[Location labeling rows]
···

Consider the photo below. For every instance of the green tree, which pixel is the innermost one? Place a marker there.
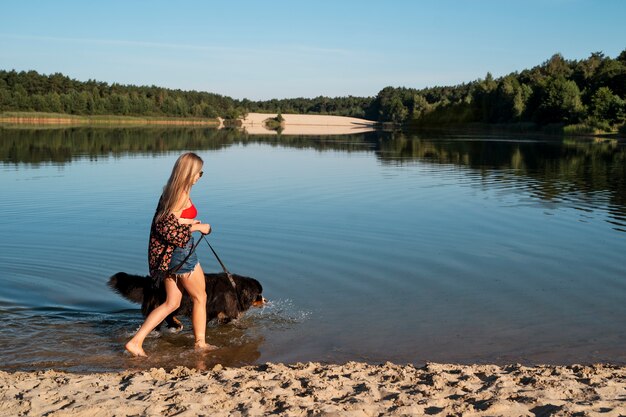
(560, 102)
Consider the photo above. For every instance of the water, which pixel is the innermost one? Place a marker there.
(374, 247)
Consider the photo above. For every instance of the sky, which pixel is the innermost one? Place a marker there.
(284, 49)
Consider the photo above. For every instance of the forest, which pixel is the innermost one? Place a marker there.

···

- _Instructions for the task_
Rewrite every line of the rows above as a numbered list, skipping any blank lines. Omit the pictures.

- _Result of this exercise_
1. Consider the photo below. For every instance of the green tree, which pixel is the innermost one? Place a marker there.
2. (560, 102)
3. Consider the photo above. For every instance of the water, which pixel is the innermost one? Place a marker there.
4. (374, 247)
5. Consider the photo above. For every instance of the sky, which pixel is the innermost one? Place a marker there.
6. (284, 49)
7. Consider the photo above. For every instance of the forest, which pixel is the innermost one? Place a marker there.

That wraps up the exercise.